#### DATASET
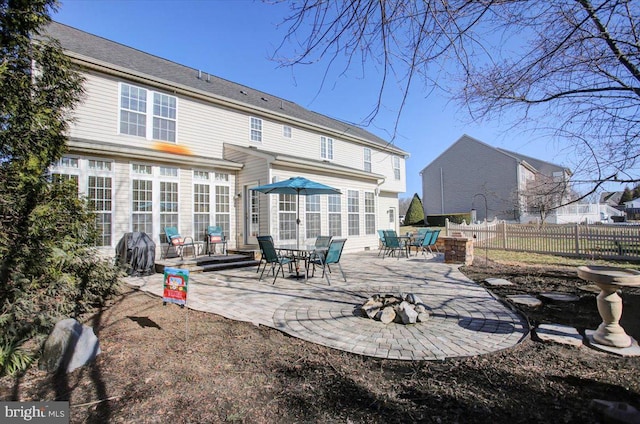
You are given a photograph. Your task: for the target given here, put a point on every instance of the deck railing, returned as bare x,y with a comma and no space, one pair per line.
618,242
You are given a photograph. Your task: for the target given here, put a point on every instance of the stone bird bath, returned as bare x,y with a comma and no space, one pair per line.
609,280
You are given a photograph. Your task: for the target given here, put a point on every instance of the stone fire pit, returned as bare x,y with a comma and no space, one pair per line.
401,308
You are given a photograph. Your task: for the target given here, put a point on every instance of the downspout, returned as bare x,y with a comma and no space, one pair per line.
441,192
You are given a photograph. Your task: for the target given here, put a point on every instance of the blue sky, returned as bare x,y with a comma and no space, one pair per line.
235,40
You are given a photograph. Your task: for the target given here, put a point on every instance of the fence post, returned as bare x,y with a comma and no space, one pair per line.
504,235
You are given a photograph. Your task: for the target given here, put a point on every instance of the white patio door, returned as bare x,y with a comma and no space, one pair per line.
252,214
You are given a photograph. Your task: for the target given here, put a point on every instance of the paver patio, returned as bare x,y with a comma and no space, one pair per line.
465,319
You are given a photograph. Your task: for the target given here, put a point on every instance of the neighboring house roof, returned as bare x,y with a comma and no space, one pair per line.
101,51
611,198
530,162
635,203
276,158
545,167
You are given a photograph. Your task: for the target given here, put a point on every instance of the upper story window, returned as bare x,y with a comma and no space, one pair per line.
396,167
256,129
133,110
201,175
135,119
164,117
166,171
99,165
367,159
139,169
326,148
220,176
67,162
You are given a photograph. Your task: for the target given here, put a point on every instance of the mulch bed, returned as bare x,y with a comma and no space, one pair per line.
228,371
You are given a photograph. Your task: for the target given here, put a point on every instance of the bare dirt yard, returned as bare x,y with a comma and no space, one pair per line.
149,371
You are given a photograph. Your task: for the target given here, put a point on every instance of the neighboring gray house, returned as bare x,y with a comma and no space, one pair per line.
611,198
155,143
470,171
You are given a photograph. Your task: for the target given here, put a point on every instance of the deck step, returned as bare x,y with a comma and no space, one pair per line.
207,263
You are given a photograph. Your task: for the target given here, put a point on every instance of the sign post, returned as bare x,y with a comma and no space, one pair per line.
176,282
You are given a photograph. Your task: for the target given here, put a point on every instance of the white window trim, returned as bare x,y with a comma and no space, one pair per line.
326,148
148,114
367,160
258,131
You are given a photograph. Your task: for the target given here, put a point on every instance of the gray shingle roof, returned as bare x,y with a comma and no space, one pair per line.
102,49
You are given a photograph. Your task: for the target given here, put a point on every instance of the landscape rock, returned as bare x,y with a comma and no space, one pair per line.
412,298
405,308
498,282
615,412
526,300
559,334
560,297
70,345
371,307
387,315
407,313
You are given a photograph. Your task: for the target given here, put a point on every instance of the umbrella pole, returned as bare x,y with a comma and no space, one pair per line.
298,221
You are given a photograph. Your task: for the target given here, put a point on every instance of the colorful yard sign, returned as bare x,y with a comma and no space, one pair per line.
175,286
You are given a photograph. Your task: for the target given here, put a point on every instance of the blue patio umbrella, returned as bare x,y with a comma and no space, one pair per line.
298,186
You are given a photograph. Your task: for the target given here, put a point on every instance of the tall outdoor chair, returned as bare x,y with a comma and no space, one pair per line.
263,261
270,256
394,244
418,240
216,236
429,242
321,246
382,246
175,240
434,238
331,258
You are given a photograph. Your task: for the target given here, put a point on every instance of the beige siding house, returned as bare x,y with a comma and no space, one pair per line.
155,143
469,171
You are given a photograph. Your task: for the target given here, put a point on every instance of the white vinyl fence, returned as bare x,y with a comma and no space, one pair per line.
618,242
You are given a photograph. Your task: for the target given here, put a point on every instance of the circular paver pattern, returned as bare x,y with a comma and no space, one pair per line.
466,326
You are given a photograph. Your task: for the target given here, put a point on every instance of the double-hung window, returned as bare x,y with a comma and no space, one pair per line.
326,148
142,199
135,117
369,213
67,169
164,117
313,215
335,215
256,129
133,110
201,203
353,218
367,159
100,197
168,197
287,209
396,167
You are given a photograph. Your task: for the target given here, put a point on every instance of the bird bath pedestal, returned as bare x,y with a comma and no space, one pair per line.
609,280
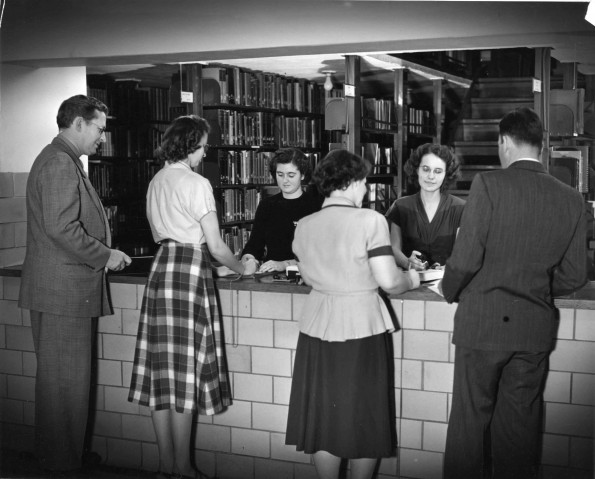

#### REQUIRED WORK
Write the material above out again exactly. Omit every image.

#### RESPONSE AREA
You are given a photograph. Your task: for the target given here, put a point on every instance of the deck railing, returned as bare x,y with a comma and no space, one pair per line.
618,242
You are given a photograph. Your task: for the target given here, put a point on every instance of the stone bird bath, returned as bare x,y with a comma and no space, one pair per line.
609,280
You are given a photograph. Your task: for the target given here, put a point on every instance of the stone fire pit, returned as bare x,y with a comma and no space, one pair per line.
401,308
You are given a photograph. Your task: for the target given here, put a point on every instance of the downspout, returned as bare x,y with a comma and no space, one pair per line.
441,192
You are given a photograph. Your task: for the target given here, put a point on every instance of the blue sky, returned as bare x,y with a comma and no space, one pair per line.
235,40
You are given a photograph. Your task: for the target given here, put a point on every instance of the fence post, returned as bare x,y with a comma and no space, one pair per line.
504,235
You are given a photograph. Your task: for the target given here, put a point on every instance of the white patio door, returned as bare x,y with a comma and no space, one pair per line.
252,214
You are given a photograph. Your task: for the target given here, put a point on every instance of the paver patio, returned as bare x,y with a comma and no space, one pair per line.
465,319
You are given a photograph. Your task: for the target given here, put a point on every instance of the neighboring house roof, returned as bare x,y with a comma and no space, one pair per line.
101,51
611,198
530,162
635,203
276,158
545,167
You are given a photograph. Your task: for the target given here, put a point on every instance of the upper story window, returned as bare x,y with a comma and no space, one pair per line.
396,167
256,129
133,110
201,175
135,119
164,117
166,171
99,165
367,159
139,169
326,148
220,176
67,162
You are given a photograph. Your task: for the target given here, put a point on every instance of the mulch bed, returned as bare x,y with a comma and no space, one pair per line.
228,371
You are given a photograph. Your task: for the target given here, put a point on every instance of the bare dirt yard, returned as bare x,y with a comma and no space, one pair per line.
149,371
You are given a photograph. Your task: for the target given here, put a point on every instance of the neighboring gray house, returned as bare x,y with a comma and no space, one pair per line.
611,198
155,143
470,171
You are given a photograph. Your task: for the target given here, put a point on every instance of the deck step, returned as bare x,y with a comma and no space, one pair per line.
207,263
You are given a photograph. Your task: for the target given here, put a point on every instance of the sign post, returned as bare x,y with a comma and no space, one pair per line.
176,282
You are given a photograph. Your task: for the target given here, put a point on every instance of the white window trim, returned as bare x,y with a comma and no space, one pair per line.
326,148
148,114
367,160
258,131
You are given a photograph. Your task: for the target given here, put a point on every instance of the gray shingle roof, returned as bare x,y with a comma and no space, one pair per line.
102,49
You are given a photograph. Your task: for the target given here, put a point on every instance of the landscape rock, returned as bare x,y with a comma and no space, one pair per line.
412,298
405,308
498,282
615,412
526,300
559,334
560,297
70,345
371,307
387,315
407,313
You are given a photograph. Your task: for the target given here, put a point on every instance of the umbrella pole, returned as bare x,y with a comma and no space, one pair per line.
298,221
You are given a photograph. Your task: for the target given here, put a point on every instance of the colorful yard sign, returned as bare x,y with a comma and no space, one pair per line.
175,286
You are given a photograph. Your task: for the target given here, put a point on every instance of the blue patio umbrella, returned as bare x,y with a comma and no space, one pair per line.
298,186
You are given a photograph. Your task: for the target given here, put a point on every instance of the tall outdoor chair, returned as bare x,y with a comma and no space, one pair per line.
263,261
270,256
394,244
418,240
216,236
429,242
321,246
382,246
175,240
434,238
331,258
You are given a photograph. Your task: for the target given here, put a point on every instance of the beige siding house, returned as bare x,y with a comma and no space, one pair per line.
155,143
469,171
You are given a photograph. Your task: for the target given here, put a point on every instance of the white vinyl fence, returned as bare x,y with a comma and no space, one pair per line.
618,242
You are given a photograph. Your task: for the target given here, put a point on every instance of the circular paver pattern, returned as bare x,y with a comma and no space, one pair per line.
466,326
You are given a photograph. Your task: for the target given here, put a point on every instance of the double-hung window, returned as bare x,y with a comma and no space, one pair per line.
326,148
142,199
135,117
369,213
67,169
164,117
313,215
335,215
256,129
133,110
201,203
353,218
367,159
100,197
168,197
287,209
396,167
You are given a photograph. Your task: for the target given here, put a point on every instance of the bird bath pedestal, returned as bare x,y with a comma and no space, one pair per line.
609,280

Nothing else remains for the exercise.